LSLTR
Solves a real tridiagonal system of linear equations.
Required Arguments
C — Vector of length N containing the subdiagonal of the tridiagonal matrix in C(2) through C(N). (Input/Output)
On output C is destroyed.
D — Vector of length N containing the diagonal of the tridiagonal matrix. (Input/Output)
On output D is destroyed.
E — Vector of length N containing the superdiagonal of the tridiagonal matrix in E(1) through E(N 1). (Input/Output)
On output E is destroyed.
B — Vector of length N containing the right-hand side of the linear system on entry and the solution vector on return. (Input/Output)
Optional Arguments
N — Order of the tridiagonal matrix. (Input)
Default: N = size (C,1).

**Tasks and exercises:**
- a) Answer these questions using the LSLTR documentation:
(i) What kind of system does LSLTR solve?
(ii) What does B contain on return?
(iii) What is the default value of N?
- b) Decide whether each statement agrees with the LSLTR documentation. Answer yes or no, and quote the words that settle it.
(i) D holds the diagonal of the tridiagonal matrix.
(ii) N is one of the required arguments.
(iii) The values in C are kept unchanged on output.
The records that come next are separate material and are not part of the LSLTR documentation.

**Extracted records:**
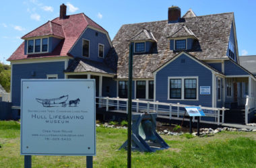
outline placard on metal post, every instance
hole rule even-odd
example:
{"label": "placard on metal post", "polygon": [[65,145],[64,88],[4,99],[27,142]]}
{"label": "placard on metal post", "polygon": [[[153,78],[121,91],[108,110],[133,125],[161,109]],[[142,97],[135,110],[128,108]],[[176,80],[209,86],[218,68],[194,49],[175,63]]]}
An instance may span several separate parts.
{"label": "placard on metal post", "polygon": [[[22,79],[21,155],[96,155],[94,79]],[[30,163],[29,163],[30,162]]]}
{"label": "placard on metal post", "polygon": [[200,116],[205,116],[205,114],[200,107],[191,106],[185,107],[185,108],[189,116],[189,130],[191,134],[192,133],[192,117],[197,116],[197,136],[199,136]]}

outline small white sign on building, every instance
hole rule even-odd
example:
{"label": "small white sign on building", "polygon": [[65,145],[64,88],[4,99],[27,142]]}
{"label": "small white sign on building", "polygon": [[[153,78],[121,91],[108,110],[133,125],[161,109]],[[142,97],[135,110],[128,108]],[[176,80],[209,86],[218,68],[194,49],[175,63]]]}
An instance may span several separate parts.
{"label": "small white sign on building", "polygon": [[94,79],[23,79],[21,88],[21,155],[96,155]]}
{"label": "small white sign on building", "polygon": [[210,95],[211,87],[210,86],[200,86],[200,95]]}

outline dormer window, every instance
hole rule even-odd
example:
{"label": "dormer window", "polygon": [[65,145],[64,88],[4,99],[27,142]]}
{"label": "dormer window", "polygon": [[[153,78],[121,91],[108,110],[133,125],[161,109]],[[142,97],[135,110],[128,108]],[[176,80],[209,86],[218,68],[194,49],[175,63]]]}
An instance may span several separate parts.
{"label": "dormer window", "polygon": [[134,46],[135,52],[145,52],[145,42],[135,42]]}
{"label": "dormer window", "polygon": [[175,50],[186,50],[186,40],[175,40]]}
{"label": "dormer window", "polygon": [[38,54],[48,52],[48,38],[28,40],[28,54]]}

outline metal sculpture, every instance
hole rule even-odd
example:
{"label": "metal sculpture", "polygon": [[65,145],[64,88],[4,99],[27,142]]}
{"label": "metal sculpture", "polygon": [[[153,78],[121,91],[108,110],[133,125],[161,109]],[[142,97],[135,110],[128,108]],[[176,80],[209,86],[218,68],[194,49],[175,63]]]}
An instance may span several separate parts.
{"label": "metal sculpture", "polygon": [[[156,113],[136,114],[132,116],[131,150],[155,152],[169,148],[156,131]],[[127,140],[119,148],[127,149]]]}

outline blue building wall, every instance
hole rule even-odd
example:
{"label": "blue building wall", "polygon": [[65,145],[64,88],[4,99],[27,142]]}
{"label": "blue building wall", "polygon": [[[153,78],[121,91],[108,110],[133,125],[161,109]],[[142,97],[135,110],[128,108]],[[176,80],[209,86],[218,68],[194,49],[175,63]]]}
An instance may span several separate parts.
{"label": "blue building wall", "polygon": [[12,106],[20,106],[20,83],[22,79],[46,79],[46,75],[50,74],[58,74],[58,79],[64,79],[64,69],[65,61],[13,65]]}
{"label": "blue building wall", "polygon": [[243,75],[249,73],[239,67],[237,65],[229,60],[224,61],[224,74],[225,75]]}
{"label": "blue building wall", "polygon": [[220,72],[222,72],[222,63],[209,63],[207,64],[216,70],[219,71]]}
{"label": "blue building wall", "polygon": [[102,96],[117,97],[117,81],[111,77],[102,77]]}
{"label": "blue building wall", "polygon": [[[98,36],[96,35],[96,32],[98,33]],[[82,56],[83,38],[90,40],[89,57]],[[78,39],[70,53],[74,56],[102,62],[104,58],[98,57],[98,44],[104,44],[104,57],[105,57],[108,54],[108,50],[110,48],[110,44],[108,42],[107,36],[105,34],[87,28],[80,38]]]}
{"label": "blue building wall", "polygon": [[[185,59],[185,62],[181,62],[181,59]],[[199,100],[168,100],[168,77],[195,77],[198,76],[198,96]],[[210,70],[204,67],[185,54],[169,63],[159,71],[156,77],[156,99],[161,102],[181,103],[187,105],[201,105],[212,107],[212,73]],[[210,86],[211,94],[200,95],[200,86]],[[184,87],[184,86],[183,86]]]}
{"label": "blue building wall", "polygon": [[50,37],[49,38],[49,52],[51,52],[54,50],[55,47],[59,44],[61,40],[57,38],[53,38]]}
{"label": "blue building wall", "polygon": [[[235,39],[234,39],[234,27],[233,27],[233,24],[232,24],[232,26],[231,26],[231,30],[230,30],[230,35],[229,36],[229,41],[231,42],[232,44],[234,44],[234,48],[236,48],[236,43],[235,43]],[[229,56],[229,54],[228,54],[228,50],[226,51],[226,55]],[[234,49],[234,61],[237,62],[237,60],[236,60],[236,50]]]}

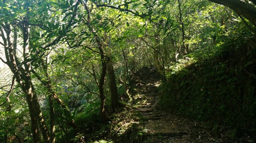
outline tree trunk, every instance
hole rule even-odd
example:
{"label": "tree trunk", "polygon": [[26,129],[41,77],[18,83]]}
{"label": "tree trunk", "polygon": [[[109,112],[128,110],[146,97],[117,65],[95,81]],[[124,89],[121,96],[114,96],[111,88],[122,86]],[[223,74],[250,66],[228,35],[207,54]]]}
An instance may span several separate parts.
{"label": "tree trunk", "polygon": [[[126,56],[126,51],[125,50],[122,50],[122,57],[124,59],[124,64],[125,65],[125,70],[124,70],[124,74],[123,75],[124,79],[124,84],[126,94],[127,94],[127,98],[129,99],[130,94],[129,94],[129,89],[127,85],[127,76],[128,74],[128,64],[127,62],[127,58]],[[126,98],[125,97],[125,98]]]}
{"label": "tree trunk", "polygon": [[110,59],[108,64],[108,73],[109,79],[109,87],[111,94],[111,109],[112,111],[115,111],[118,108],[119,102],[118,101],[118,93],[117,93],[117,87],[116,87],[115,71],[114,71],[112,61],[111,58]]}
{"label": "tree trunk", "polygon": [[246,18],[256,27],[256,8],[245,0],[209,0],[211,2],[228,7],[239,15]]}
{"label": "tree trunk", "polygon": [[186,53],[186,48],[185,46],[185,31],[184,30],[184,23],[182,21],[182,13],[181,12],[181,3],[180,0],[178,0],[178,3],[179,4],[179,12],[180,14],[179,20],[180,22],[180,25],[181,25],[181,32],[182,33],[182,45],[181,46],[181,54],[182,56],[185,56]]}
{"label": "tree trunk", "polygon": [[99,83],[99,95],[100,98],[100,116],[101,119],[103,121],[107,121],[109,120],[107,116],[106,111],[104,106],[105,105],[105,101],[106,101],[106,97],[104,95],[104,85],[105,80],[105,77],[107,74],[107,67],[108,62],[105,61],[102,61],[102,73],[100,76],[100,79]]}

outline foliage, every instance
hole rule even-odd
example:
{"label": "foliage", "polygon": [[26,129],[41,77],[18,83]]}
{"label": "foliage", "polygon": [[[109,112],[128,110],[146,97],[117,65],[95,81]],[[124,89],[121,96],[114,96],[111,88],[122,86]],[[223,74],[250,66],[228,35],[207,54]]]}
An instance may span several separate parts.
{"label": "foliage", "polygon": [[[236,43],[231,42],[234,40]],[[160,107],[253,134],[256,48],[255,42],[250,41],[241,37],[227,39],[216,50],[208,51],[208,57],[202,50],[190,55],[198,57],[195,61],[171,67],[168,80],[161,85]]]}

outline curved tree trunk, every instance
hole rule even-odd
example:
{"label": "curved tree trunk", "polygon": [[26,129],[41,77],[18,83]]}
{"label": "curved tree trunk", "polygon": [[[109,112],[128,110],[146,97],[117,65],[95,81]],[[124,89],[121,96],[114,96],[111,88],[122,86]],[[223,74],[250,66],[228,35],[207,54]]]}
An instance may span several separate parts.
{"label": "curved tree trunk", "polygon": [[115,111],[118,108],[119,103],[116,76],[111,58],[110,59],[108,65],[108,73],[109,79],[109,87],[111,94],[111,109],[112,111]]}
{"label": "curved tree trunk", "polygon": [[[256,8],[245,0],[209,0],[213,3],[228,7],[239,15],[242,15],[256,27]],[[255,0],[250,0],[254,3]]]}

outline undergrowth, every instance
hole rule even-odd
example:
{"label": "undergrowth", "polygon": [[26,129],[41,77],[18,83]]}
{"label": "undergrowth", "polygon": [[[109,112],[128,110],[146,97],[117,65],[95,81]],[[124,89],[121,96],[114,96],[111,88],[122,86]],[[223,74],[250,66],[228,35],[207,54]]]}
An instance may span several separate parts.
{"label": "undergrowth", "polygon": [[167,70],[162,109],[256,135],[256,43],[230,39],[188,55]]}

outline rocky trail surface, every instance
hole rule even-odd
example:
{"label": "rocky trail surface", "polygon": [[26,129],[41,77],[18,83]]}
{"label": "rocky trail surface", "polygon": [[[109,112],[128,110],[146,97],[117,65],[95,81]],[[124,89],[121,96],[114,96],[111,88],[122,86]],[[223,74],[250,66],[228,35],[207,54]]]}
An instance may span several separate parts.
{"label": "rocky trail surface", "polygon": [[230,140],[228,136],[220,133],[220,130],[224,130],[221,127],[209,128],[205,123],[159,109],[160,94],[157,88],[160,80],[153,68],[139,72],[138,81],[134,106],[143,117],[140,127],[148,135],[145,143],[250,143],[244,138],[242,140],[245,141]]}

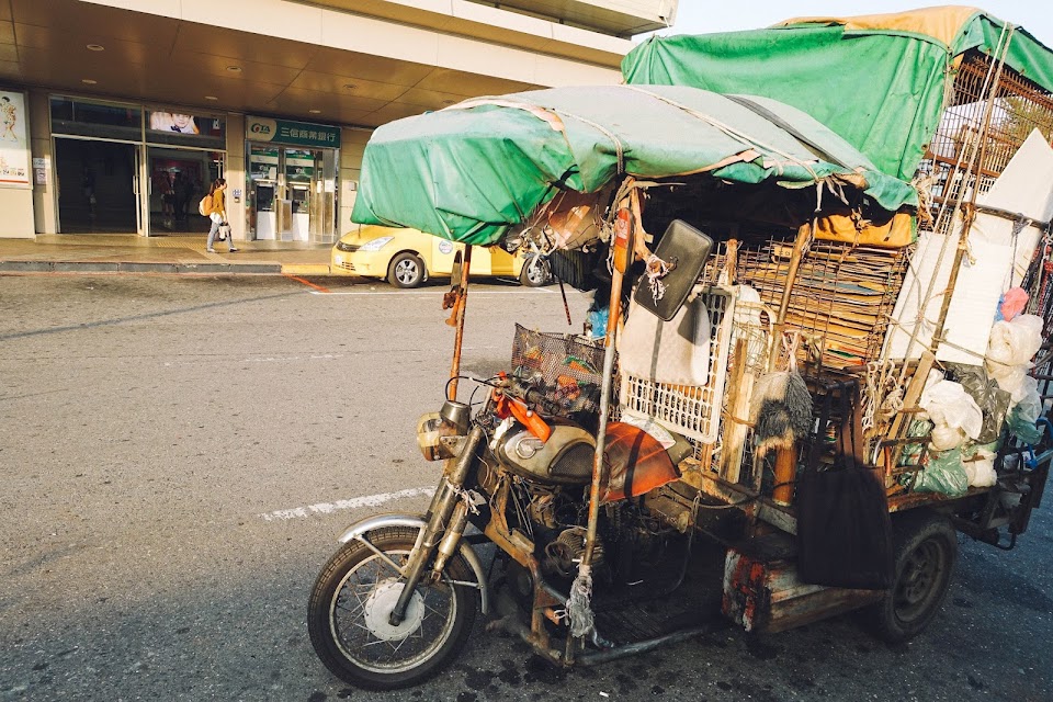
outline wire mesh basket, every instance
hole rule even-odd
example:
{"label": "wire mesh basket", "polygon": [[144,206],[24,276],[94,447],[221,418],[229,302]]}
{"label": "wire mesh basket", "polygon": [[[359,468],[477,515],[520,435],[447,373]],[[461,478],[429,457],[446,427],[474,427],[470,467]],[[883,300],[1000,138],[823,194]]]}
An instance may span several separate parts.
{"label": "wire mesh basket", "polygon": [[653,418],[670,431],[713,443],[721,429],[721,410],[732,341],[735,296],[710,287],[702,293],[710,318],[710,372],[705,385],[672,385],[622,373],[621,405]]}
{"label": "wire mesh basket", "polygon": [[603,384],[603,348],[574,335],[516,325],[512,375],[540,389],[556,414],[597,412]]}

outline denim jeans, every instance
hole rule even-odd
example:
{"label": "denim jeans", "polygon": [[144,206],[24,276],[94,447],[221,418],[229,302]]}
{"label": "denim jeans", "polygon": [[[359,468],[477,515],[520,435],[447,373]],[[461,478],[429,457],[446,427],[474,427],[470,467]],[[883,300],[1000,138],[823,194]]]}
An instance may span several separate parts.
{"label": "denim jeans", "polygon": [[[212,215],[211,219],[212,219],[212,226],[208,227],[208,244],[205,247],[208,249],[212,248],[213,242],[216,240],[216,235],[219,234],[219,224],[223,222],[219,215]],[[233,249],[234,241],[228,240],[227,246],[229,246]]]}

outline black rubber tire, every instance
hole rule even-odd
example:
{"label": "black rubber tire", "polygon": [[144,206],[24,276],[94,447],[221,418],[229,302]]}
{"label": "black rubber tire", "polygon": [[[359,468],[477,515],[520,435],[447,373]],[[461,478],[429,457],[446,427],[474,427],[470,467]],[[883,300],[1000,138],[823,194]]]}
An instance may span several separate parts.
{"label": "black rubber tire", "polygon": [[424,262],[412,251],[398,253],[387,265],[387,282],[395,287],[420,287],[427,278]]}
{"label": "black rubber tire", "polygon": [[540,256],[531,257],[523,263],[523,270],[519,272],[519,282],[524,287],[542,287],[552,282],[552,270],[548,261]]}
{"label": "black rubber tire", "polygon": [[893,586],[864,614],[882,641],[897,644],[921,633],[943,604],[958,563],[958,534],[929,510],[894,517],[892,528]]}
{"label": "black rubber tire", "polygon": [[[386,526],[377,529],[370,533],[370,542],[385,554],[408,554],[414,543],[417,541],[417,530],[406,526]],[[437,592],[443,595],[452,591],[450,602],[453,612],[448,616],[446,623],[442,624],[448,631],[441,633],[437,641],[439,644],[433,650],[427,652],[426,657],[416,661],[411,668],[396,671],[384,671],[370,669],[351,659],[343,650],[341,641],[338,641],[338,633],[335,631],[337,624],[330,618],[330,611],[336,611],[339,603],[339,595],[344,580],[352,575],[352,571],[371,559],[375,559],[374,554],[367,546],[358,540],[344,544],[340,551],[329,559],[326,566],[318,575],[315,587],[310,593],[310,601],[307,605],[307,631],[310,634],[310,643],[315,653],[321,661],[341,680],[350,682],[365,690],[395,690],[419,684],[432,676],[439,673],[449,666],[456,655],[464,647],[472,629],[475,625],[476,613],[479,608],[479,598],[477,592],[465,586],[445,585],[443,589],[432,586]],[[394,575],[389,567],[385,566]],[[444,570],[444,575],[452,580],[473,581],[475,576],[472,569],[460,555],[450,559]],[[373,589],[367,593],[372,597],[377,592],[378,584],[374,581]],[[421,592],[428,588],[418,586],[417,591]],[[366,600],[370,600],[370,597]],[[359,598],[361,602],[361,598]],[[362,604],[362,611],[365,612],[365,604]],[[450,624],[452,620],[452,624]],[[355,624],[351,627],[366,629],[361,625],[361,616],[355,618]],[[422,630],[415,630],[422,631]],[[397,639],[406,642],[407,638]],[[376,642],[373,642],[375,644]],[[394,645],[393,645],[394,647]],[[365,650],[361,647],[360,650]],[[371,652],[376,650],[374,645]],[[397,653],[397,652],[396,652]],[[381,664],[377,664],[380,666]]]}

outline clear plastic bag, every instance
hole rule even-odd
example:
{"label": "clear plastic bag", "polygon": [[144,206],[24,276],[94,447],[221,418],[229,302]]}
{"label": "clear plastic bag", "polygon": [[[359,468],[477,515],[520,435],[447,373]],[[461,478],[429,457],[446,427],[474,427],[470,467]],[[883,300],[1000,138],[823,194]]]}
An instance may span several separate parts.
{"label": "clear plastic bag", "polygon": [[920,419],[932,420],[932,448],[947,451],[969,439],[977,439],[984,428],[984,415],[961,383],[947,381],[931,371],[918,400],[925,410]]}
{"label": "clear plastic bag", "polygon": [[935,454],[924,471],[914,480],[917,492],[940,492],[948,497],[961,497],[969,491],[969,474],[962,465],[962,452],[958,449]]}

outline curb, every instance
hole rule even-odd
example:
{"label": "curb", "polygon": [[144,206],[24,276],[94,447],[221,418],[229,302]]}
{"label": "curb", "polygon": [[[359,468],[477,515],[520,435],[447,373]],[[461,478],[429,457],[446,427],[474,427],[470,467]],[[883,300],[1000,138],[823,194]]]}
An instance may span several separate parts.
{"label": "curb", "polygon": [[[325,268],[329,267],[301,267]],[[138,263],[105,261],[0,261],[0,273],[196,273],[278,275],[281,263]]]}
{"label": "curb", "polygon": [[329,275],[327,263],[286,263],[282,265],[282,275]]}

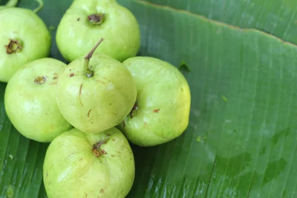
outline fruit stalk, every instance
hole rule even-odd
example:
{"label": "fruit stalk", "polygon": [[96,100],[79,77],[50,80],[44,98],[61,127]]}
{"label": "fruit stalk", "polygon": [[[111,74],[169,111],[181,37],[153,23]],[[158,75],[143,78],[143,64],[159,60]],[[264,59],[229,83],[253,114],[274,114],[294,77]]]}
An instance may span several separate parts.
{"label": "fruit stalk", "polygon": [[103,41],[103,38],[101,38],[100,39],[98,43],[96,44],[96,45],[92,49],[91,51],[89,52],[89,53],[85,57],[85,61],[84,61],[84,66],[85,69],[87,71],[87,76],[89,77],[91,77],[93,75],[93,71],[91,71],[90,68],[89,67],[89,63],[90,62],[90,59],[92,57],[93,54],[95,51],[95,50],[98,47],[99,45]]}
{"label": "fruit stalk", "polygon": [[37,13],[39,10],[42,9],[42,8],[43,7],[43,1],[42,0],[35,0],[36,1],[37,1],[38,2],[38,3],[39,3],[39,5],[38,5],[38,7],[36,7],[35,9],[34,9],[33,10],[34,12]]}

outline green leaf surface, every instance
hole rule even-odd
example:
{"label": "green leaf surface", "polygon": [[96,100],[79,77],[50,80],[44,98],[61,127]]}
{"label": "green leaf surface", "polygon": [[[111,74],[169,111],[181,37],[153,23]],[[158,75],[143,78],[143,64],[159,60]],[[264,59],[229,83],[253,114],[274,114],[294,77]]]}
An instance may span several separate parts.
{"label": "green leaf surface", "polygon": [[297,1],[147,0],[243,28],[255,28],[297,44]]}
{"label": "green leaf surface", "polygon": [[[158,1],[165,1],[184,9],[181,0]],[[185,1],[196,5],[194,0]],[[192,98],[189,125],[182,136],[156,147],[132,145],[136,175],[128,197],[296,197],[297,47],[258,30],[170,7],[119,2],[140,23],[140,55],[177,67],[184,62],[190,68],[181,71]],[[201,7],[206,1],[199,2],[197,7],[209,13]],[[209,2],[212,7],[220,6],[218,0]],[[293,3],[290,6],[286,4],[289,1],[284,2],[281,7],[294,8]],[[39,14],[49,26],[56,27],[71,2],[45,0]],[[260,10],[268,9],[259,5]],[[18,5],[33,9],[37,3],[22,0]],[[234,18],[240,17],[237,7],[227,7]],[[282,13],[275,16],[281,17]],[[290,21],[286,18],[279,32],[291,30]],[[55,44],[55,32],[51,32],[50,56],[63,60]],[[293,32],[287,32],[293,38]],[[12,185],[14,197],[45,198],[42,164],[48,145],[29,141],[12,126],[4,109],[5,86],[0,84],[0,197],[7,197]]]}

**Task answers:**
- a)
(i) A real tridiagonal system of linear equations.
(ii) The solution vector.
(iii) N = size (C,1).

- b)
(i) Yes: "D — Vector of length N containing the diagonal of the tridiagonal matrix."
(ii) No: N is listed under "Optional Arguments."
(iii) No: "On output C is destroyed."